YOUR INSTRUCTIONS:
Show every line of the items below that contains the word "checkered", with uppercase and lowercase letters counting as different.

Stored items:
************

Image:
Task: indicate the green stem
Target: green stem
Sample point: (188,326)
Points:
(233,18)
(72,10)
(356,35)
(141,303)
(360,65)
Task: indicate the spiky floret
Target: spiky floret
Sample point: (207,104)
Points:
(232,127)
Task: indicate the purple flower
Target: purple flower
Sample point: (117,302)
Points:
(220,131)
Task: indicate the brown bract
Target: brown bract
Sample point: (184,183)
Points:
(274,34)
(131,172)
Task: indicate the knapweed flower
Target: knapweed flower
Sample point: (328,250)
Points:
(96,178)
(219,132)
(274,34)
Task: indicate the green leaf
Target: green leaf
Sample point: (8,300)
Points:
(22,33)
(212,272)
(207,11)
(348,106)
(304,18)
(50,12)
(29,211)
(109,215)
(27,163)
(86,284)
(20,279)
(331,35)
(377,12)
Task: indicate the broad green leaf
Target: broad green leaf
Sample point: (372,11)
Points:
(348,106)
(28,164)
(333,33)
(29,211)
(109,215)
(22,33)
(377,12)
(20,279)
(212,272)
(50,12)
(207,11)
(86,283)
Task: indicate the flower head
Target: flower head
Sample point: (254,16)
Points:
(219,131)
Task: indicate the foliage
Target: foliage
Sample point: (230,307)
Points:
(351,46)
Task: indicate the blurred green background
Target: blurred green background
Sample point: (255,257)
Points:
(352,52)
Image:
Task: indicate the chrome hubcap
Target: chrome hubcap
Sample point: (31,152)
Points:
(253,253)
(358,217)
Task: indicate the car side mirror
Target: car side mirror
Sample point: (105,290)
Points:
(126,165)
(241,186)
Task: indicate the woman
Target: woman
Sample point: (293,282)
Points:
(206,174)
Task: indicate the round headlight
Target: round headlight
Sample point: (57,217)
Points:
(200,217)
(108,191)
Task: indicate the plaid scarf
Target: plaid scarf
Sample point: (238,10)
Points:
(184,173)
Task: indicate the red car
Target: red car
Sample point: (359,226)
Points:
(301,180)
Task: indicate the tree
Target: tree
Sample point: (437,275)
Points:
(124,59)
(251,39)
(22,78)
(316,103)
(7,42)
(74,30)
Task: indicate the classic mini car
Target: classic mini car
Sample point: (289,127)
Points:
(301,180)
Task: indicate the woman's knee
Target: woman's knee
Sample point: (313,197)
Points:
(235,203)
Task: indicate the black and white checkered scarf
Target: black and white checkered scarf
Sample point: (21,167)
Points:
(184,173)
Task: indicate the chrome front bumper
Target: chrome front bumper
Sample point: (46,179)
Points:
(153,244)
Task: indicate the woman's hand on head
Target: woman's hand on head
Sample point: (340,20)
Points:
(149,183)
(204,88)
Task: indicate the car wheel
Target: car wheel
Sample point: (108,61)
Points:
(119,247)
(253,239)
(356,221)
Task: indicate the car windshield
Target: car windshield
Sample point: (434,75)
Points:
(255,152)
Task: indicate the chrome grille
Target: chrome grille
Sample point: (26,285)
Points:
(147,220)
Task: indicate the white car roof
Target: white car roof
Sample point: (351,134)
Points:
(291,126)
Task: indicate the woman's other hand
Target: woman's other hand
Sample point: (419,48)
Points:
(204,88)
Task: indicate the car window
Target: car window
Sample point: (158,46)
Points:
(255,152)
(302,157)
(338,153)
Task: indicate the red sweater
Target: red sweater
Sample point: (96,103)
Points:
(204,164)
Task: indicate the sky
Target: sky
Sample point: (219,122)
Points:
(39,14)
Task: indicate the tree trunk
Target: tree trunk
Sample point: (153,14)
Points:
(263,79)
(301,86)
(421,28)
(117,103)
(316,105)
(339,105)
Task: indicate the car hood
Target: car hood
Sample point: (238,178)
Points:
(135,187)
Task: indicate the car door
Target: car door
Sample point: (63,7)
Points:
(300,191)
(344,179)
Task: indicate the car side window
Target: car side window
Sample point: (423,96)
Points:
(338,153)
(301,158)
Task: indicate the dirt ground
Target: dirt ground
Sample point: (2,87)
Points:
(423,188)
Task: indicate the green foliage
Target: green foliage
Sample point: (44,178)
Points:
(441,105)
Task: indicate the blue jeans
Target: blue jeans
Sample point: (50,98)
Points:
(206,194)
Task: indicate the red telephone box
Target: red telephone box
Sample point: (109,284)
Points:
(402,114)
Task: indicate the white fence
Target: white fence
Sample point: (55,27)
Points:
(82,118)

************

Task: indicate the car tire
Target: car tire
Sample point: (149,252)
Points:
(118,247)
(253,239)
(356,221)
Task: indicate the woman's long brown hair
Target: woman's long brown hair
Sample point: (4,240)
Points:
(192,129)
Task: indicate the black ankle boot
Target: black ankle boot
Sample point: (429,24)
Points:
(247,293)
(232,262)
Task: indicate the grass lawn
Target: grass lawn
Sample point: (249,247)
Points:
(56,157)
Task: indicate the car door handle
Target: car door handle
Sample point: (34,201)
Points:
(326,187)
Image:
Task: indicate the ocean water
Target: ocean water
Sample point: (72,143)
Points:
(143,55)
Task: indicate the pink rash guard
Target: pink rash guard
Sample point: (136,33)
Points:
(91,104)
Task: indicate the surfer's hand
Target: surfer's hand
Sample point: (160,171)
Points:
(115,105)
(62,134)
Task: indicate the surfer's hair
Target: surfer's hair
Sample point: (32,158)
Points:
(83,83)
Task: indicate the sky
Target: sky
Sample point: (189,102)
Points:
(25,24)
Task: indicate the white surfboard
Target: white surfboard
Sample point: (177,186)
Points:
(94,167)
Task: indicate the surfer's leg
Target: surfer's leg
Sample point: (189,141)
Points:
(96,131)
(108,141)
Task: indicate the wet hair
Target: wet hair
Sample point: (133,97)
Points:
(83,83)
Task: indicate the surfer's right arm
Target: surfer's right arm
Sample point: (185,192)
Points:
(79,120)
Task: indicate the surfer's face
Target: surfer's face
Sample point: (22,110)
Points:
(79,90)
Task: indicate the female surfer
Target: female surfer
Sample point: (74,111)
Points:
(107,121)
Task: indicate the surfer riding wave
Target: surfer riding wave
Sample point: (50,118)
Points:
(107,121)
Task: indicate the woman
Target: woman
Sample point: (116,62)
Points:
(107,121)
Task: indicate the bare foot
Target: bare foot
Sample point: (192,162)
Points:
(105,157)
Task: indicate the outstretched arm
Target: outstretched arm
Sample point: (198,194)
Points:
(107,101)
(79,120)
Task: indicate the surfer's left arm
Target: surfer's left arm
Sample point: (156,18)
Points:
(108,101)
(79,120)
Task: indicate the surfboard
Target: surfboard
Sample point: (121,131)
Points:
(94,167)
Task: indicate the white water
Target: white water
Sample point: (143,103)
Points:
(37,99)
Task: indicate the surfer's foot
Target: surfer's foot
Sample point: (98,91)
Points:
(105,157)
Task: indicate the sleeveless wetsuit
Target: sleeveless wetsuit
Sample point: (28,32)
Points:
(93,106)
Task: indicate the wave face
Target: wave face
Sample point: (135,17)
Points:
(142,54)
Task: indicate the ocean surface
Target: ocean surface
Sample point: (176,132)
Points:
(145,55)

************

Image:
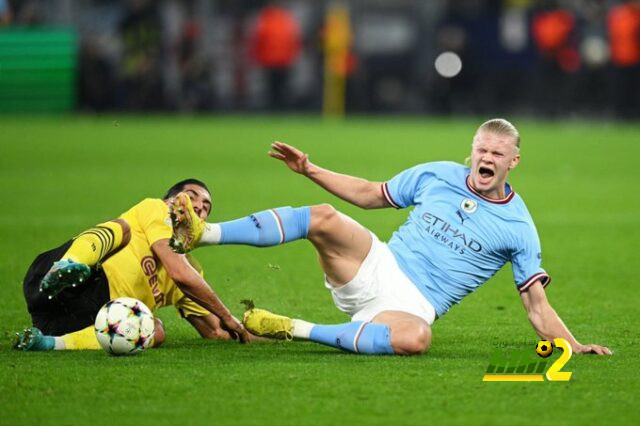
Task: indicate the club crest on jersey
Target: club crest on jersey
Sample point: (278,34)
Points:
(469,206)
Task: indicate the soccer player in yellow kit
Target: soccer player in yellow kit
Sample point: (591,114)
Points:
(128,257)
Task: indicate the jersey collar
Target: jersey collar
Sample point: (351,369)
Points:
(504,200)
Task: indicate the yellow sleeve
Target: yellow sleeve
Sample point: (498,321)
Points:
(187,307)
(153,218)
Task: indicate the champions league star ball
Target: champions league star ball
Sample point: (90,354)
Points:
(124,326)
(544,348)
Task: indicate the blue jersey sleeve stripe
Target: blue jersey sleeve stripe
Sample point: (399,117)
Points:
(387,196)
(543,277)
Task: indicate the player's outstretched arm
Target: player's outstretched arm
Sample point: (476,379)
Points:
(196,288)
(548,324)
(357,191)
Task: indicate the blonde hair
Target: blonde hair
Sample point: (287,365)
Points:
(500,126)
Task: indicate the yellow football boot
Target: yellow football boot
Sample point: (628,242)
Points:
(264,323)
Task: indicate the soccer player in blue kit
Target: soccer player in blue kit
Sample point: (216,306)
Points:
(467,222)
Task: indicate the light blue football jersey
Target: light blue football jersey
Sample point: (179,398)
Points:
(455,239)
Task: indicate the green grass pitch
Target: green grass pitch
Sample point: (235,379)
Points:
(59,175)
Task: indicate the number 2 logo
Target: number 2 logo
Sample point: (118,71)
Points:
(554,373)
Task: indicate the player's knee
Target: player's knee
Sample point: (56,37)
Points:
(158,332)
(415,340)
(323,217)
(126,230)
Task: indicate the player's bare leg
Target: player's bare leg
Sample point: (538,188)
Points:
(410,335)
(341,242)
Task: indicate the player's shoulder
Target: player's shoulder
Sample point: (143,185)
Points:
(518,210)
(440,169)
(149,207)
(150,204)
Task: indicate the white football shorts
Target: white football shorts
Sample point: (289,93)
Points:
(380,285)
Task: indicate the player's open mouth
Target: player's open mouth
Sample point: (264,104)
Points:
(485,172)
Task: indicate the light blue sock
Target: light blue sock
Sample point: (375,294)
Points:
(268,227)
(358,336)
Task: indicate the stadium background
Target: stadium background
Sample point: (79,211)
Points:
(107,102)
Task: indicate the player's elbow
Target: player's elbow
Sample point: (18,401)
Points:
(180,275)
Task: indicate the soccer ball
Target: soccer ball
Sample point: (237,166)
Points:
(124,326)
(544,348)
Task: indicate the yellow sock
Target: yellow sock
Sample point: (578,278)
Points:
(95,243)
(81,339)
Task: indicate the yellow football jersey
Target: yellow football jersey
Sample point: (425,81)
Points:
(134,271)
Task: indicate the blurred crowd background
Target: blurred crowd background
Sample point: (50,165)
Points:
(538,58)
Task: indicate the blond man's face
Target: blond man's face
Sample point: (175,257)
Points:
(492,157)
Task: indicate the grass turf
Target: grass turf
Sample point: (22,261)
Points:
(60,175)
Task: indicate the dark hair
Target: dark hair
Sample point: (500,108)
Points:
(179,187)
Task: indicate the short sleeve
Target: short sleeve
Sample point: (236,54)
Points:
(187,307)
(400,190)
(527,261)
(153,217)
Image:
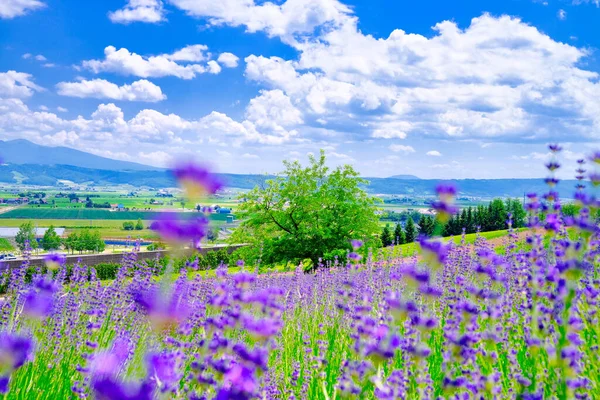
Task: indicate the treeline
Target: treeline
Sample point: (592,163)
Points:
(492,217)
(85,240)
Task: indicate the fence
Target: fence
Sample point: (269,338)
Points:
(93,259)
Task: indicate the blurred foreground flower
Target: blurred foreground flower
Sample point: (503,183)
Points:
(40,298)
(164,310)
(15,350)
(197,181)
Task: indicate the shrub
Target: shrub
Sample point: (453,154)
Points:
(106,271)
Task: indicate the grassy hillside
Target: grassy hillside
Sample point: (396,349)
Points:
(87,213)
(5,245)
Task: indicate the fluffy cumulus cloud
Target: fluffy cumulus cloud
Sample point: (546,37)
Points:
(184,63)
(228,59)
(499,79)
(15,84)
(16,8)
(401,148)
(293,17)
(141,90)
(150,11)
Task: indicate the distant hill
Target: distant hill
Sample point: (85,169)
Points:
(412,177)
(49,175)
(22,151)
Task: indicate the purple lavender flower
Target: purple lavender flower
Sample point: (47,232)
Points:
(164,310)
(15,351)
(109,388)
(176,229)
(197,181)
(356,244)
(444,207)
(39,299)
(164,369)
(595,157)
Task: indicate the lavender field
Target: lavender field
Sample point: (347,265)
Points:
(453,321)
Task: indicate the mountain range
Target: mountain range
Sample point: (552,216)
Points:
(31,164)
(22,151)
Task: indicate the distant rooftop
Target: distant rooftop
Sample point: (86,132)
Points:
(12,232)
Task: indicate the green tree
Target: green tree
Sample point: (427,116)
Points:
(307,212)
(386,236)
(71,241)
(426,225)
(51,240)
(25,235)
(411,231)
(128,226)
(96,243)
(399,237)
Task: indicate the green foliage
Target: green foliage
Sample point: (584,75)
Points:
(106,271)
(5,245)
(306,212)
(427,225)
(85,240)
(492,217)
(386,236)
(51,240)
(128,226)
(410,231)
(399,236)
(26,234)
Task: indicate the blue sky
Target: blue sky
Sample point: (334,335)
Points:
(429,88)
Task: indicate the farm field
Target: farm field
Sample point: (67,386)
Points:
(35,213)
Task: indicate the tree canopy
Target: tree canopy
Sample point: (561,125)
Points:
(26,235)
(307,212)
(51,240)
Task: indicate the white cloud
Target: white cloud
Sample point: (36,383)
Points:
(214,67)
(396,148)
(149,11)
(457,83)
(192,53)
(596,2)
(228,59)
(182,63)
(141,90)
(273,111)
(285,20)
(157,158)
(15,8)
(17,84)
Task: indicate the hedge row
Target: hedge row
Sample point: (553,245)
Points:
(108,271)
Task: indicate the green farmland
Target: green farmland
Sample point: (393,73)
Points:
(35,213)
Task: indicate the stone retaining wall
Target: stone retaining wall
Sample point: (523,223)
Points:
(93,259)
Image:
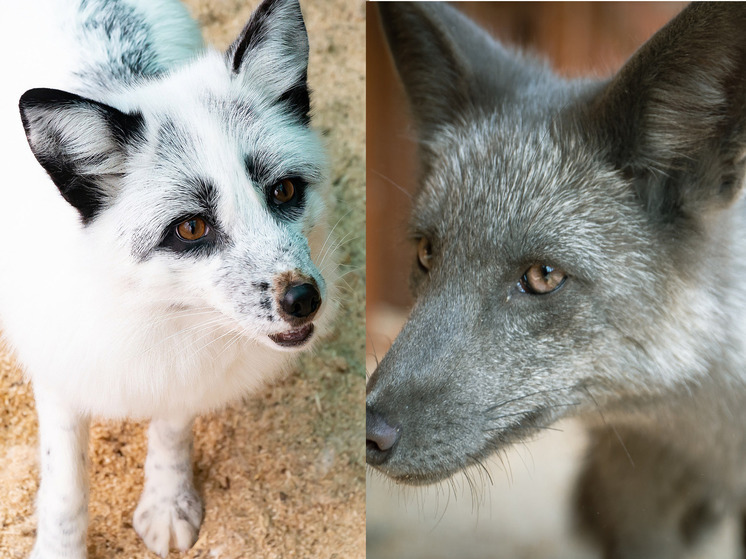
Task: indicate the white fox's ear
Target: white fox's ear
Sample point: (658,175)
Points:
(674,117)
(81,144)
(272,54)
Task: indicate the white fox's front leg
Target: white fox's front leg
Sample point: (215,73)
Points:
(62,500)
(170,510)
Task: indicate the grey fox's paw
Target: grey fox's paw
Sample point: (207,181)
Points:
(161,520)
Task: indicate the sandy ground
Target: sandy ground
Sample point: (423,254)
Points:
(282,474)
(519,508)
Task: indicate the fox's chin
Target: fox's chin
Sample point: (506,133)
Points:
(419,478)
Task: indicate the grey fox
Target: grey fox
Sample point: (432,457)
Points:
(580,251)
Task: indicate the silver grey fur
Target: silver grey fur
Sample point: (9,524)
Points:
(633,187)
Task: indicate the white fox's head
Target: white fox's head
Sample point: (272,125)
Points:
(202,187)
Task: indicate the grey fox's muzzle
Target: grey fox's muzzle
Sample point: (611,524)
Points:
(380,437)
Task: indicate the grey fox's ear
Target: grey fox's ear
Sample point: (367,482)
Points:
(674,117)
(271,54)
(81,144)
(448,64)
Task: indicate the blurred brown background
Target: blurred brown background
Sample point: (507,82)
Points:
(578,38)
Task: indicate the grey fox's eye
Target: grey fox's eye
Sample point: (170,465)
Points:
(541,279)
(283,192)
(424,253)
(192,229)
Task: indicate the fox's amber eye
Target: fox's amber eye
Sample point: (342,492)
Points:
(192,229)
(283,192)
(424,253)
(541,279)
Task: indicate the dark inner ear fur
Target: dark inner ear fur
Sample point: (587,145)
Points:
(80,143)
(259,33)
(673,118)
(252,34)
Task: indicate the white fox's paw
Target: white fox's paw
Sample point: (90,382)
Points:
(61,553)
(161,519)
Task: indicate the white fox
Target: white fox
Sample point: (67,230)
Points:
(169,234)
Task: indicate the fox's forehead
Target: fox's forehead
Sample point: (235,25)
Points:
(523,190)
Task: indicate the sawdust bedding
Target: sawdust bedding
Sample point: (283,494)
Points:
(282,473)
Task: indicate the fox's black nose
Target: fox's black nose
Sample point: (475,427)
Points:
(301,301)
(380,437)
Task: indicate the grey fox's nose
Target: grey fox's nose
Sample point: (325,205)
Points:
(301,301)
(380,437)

************

PROBLEM SOLUTION:
Task: indicate the black and white checkered scarf
Target: black and white checkered scarf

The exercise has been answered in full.